Exercise task> Transcribe each line of the material as it is, and drop any picture.

Data entries>
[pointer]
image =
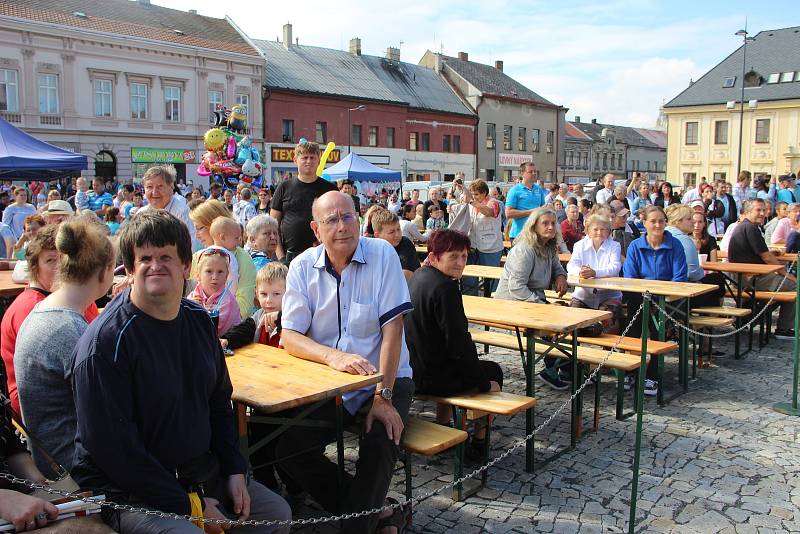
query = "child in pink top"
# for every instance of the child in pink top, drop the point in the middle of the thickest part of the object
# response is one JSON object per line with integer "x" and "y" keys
{"x": 213, "y": 292}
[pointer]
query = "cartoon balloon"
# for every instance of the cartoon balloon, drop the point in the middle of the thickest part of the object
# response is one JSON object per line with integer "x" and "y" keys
{"x": 324, "y": 158}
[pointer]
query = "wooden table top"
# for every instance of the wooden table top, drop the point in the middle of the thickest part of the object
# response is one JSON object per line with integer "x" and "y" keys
{"x": 9, "y": 288}
{"x": 635, "y": 285}
{"x": 530, "y": 315}
{"x": 272, "y": 380}
{"x": 742, "y": 268}
{"x": 483, "y": 271}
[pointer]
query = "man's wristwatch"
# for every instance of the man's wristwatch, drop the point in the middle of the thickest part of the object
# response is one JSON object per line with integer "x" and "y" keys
{"x": 385, "y": 393}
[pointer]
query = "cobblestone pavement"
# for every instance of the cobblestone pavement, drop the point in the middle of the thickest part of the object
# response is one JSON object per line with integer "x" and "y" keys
{"x": 717, "y": 459}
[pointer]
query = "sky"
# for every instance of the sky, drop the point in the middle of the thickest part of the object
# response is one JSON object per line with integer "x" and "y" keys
{"x": 616, "y": 61}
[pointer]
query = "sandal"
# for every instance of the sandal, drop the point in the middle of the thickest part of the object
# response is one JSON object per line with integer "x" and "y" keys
{"x": 400, "y": 518}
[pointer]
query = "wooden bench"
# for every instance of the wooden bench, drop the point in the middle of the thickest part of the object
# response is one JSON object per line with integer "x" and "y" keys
{"x": 467, "y": 406}
{"x": 426, "y": 438}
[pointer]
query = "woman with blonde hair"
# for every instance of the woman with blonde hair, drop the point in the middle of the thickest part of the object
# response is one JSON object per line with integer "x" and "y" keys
{"x": 533, "y": 266}
{"x": 43, "y": 356}
{"x": 202, "y": 216}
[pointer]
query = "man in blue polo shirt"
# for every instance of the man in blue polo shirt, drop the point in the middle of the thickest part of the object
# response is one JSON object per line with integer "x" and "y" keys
{"x": 523, "y": 198}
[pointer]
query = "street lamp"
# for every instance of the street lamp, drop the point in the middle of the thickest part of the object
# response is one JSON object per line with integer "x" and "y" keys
{"x": 745, "y": 39}
{"x": 362, "y": 107}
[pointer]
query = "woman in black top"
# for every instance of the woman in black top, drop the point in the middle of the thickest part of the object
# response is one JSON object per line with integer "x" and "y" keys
{"x": 443, "y": 355}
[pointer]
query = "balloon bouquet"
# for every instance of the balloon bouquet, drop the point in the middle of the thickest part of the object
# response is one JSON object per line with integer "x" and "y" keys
{"x": 229, "y": 158}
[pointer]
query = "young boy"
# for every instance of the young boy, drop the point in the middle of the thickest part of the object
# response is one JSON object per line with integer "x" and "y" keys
{"x": 386, "y": 226}
{"x": 264, "y": 326}
{"x": 435, "y": 219}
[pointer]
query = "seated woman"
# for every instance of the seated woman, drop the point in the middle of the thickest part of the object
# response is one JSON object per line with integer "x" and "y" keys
{"x": 531, "y": 267}
{"x": 443, "y": 355}
{"x": 43, "y": 356}
{"x": 597, "y": 256}
{"x": 654, "y": 256}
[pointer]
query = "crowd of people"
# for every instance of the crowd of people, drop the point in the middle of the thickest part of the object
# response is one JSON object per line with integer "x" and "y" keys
{"x": 135, "y": 402}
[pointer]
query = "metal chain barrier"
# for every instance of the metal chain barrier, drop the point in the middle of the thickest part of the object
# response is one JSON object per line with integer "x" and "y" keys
{"x": 745, "y": 326}
{"x": 354, "y": 515}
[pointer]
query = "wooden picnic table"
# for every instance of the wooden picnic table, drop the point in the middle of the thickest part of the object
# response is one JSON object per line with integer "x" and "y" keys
{"x": 271, "y": 380}
{"x": 536, "y": 319}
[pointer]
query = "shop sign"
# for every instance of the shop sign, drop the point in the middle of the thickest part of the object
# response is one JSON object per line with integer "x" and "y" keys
{"x": 513, "y": 160}
{"x": 286, "y": 154}
{"x": 162, "y": 155}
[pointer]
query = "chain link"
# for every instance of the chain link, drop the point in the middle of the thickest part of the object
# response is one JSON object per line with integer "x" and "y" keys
{"x": 679, "y": 323}
{"x": 343, "y": 517}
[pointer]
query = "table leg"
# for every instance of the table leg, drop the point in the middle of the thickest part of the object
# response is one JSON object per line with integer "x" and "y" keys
{"x": 639, "y": 409}
{"x": 785, "y": 407}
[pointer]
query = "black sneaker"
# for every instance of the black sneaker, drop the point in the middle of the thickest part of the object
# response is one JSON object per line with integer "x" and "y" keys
{"x": 553, "y": 381}
{"x": 784, "y": 334}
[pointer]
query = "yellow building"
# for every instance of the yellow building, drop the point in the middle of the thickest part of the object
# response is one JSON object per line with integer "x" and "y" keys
{"x": 707, "y": 120}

Output below>
[pointer]
image =
query = "child in pink top"
# for every instance of the child in pink top, drop the point in the middle of the thickest part of the object
# response is one JSON object per line with integer "x" and "y" keys
{"x": 213, "y": 292}
[pointer]
query = "cartoon balloon"
# for every instance of the cartoon balloon, drop the point in the middle of the thickest part of the object
# response is one JSON object per line with integer "x" and "y" keys
{"x": 324, "y": 158}
[pointer]
query = "wooden table top"
# for every instance of the wooden table top, drop the point in the middle of the thickest part of the object
# response is one JSON object per line with integer "x" and "y" keys
{"x": 9, "y": 288}
{"x": 635, "y": 285}
{"x": 530, "y": 315}
{"x": 272, "y": 380}
{"x": 742, "y": 268}
{"x": 483, "y": 271}
[pointer]
query = "man's wristwatch"
# for every instance of the man's wristwatch, drop the point in the middle of the thickest part of the object
# response is one JSON object per line with integer "x" and "y" keys
{"x": 385, "y": 393}
[pointer]
query = "cobblestone pavement"
# for every instance of the cobblestone pavement, drop the point in the middle of the thickest part of the object
# response is one JSON object per line with integer "x" and "y" keys
{"x": 717, "y": 459}
[pointer]
query = "sky"
# for every instance of the sky, drop the point in the middle of the thickest part of the object
# response is one JSON object per line with integer "x" and "y" keys
{"x": 616, "y": 61}
[pointer]
query = "sandal"
# for every instance of the sandal, drop the point in the middle of the thickest part of the object
# response is one JSON object per line with integer "x" and "y" keys
{"x": 400, "y": 518}
[pointer]
query = "wooden bench"
# for every instance of the wooden bench, drop the point in the middle of the thickest part of the object
# response is one JSON object per line with integer "x" and "y" keys
{"x": 467, "y": 406}
{"x": 426, "y": 438}
[pointer]
query = "woman with blonde hair"
# for every instance of the woman with blonde hair, drop the point in the middle of the thickest part of the object
# response is one JSON object per line with integer "x" and "y" keys
{"x": 533, "y": 266}
{"x": 43, "y": 356}
{"x": 202, "y": 216}
[pointer]
query = "man in blue polo shirt"
# for every instance of the man in blue polo shirt, drop the point in the middle of the thickest part of the object
# response is one JSON object per line with integer "x" and "y" keys
{"x": 523, "y": 198}
[pointer]
query = "street lamp"
# for every instance of the street lamp, drop the point in the middle of the thickest part of the object
# response is one JSON object per line with integer "x" and "y" keys
{"x": 745, "y": 39}
{"x": 362, "y": 107}
[pointer]
query = "woman in black top"
# for every instance of the woman in black top, drop the point in the middle of the thickest part of the object
# response is one JSON object per line with integer "x" and "y" keys
{"x": 443, "y": 355}
[pointer]
query = "balloon bouquet"
# for every instance of the balloon bouquet, drop the point in the middle of the thickest part of the object
# response is one JSON object per line with integer "x" and "y" keys
{"x": 229, "y": 158}
[pointer]
query = "young boy"
# for every instance of the young boy, drop the point in the middle of the thickest part of the object
# response is one JSON object per line with integer "x" and "y" keys
{"x": 386, "y": 226}
{"x": 264, "y": 326}
{"x": 435, "y": 219}
[pointer]
query = "seated woman"
# for every instance of the seated woman, drop the point in the middle of the thickest part of the object
# response is one JSON object per line with integer "x" and "y" keys
{"x": 531, "y": 267}
{"x": 443, "y": 355}
{"x": 43, "y": 356}
{"x": 597, "y": 256}
{"x": 654, "y": 256}
[pointer]
query = "crowd of people"
# for every instance of the crowd of people, drop the point in the middle of the thickest part of the object
# response is one JSON object per line with integer "x" and "y" keys
{"x": 135, "y": 402}
[pointer]
query = "metal chain barrier"
# for every instance of the metal chain barrier, drop the point in the middle of the thickest part of the object
# response is one JSON object per line with integer "x" and "y" keys
{"x": 745, "y": 326}
{"x": 354, "y": 515}
[pointer]
query = "wooden picnic table"
# for every instance of the wooden picnic table, drop the point in the middle of the thickest part of the object
# response is one JSON object per line with integer "x" and "y" keys
{"x": 271, "y": 380}
{"x": 536, "y": 319}
[pointer]
query = "shop sign"
# for every instance of the shop sign, drop the point in the middle of the thickest part of the object
# response is one JSON object per line with integer "x" and "y" keys
{"x": 513, "y": 160}
{"x": 286, "y": 154}
{"x": 162, "y": 155}
[pointer]
query = "chain link"
# for every instance of the chain link, drop the point in the middle of the thickest part of the object
# response is one JSON object per line with integer "x" and "y" keys
{"x": 679, "y": 323}
{"x": 343, "y": 517}
[pointer]
query = "table leg"
# for every instance of the table leg, drop the point in the middle of the thickest part of the object
# response is one JSON object per line with integer "x" and "y" keys
{"x": 639, "y": 409}
{"x": 785, "y": 407}
[pointer]
query = "black sneaker"
# for every instance of the black sneaker, drop the point in the middle of the thickest part of the object
# response is one JSON object per line with integer "x" and "y" keys
{"x": 553, "y": 381}
{"x": 784, "y": 334}
[pointer]
query = "yellow building"
# for every instance of the yellow building, drop the point in the middle of the thickest part of the object
# response is one JSON object per line with integer "x" and "y" keys
{"x": 707, "y": 120}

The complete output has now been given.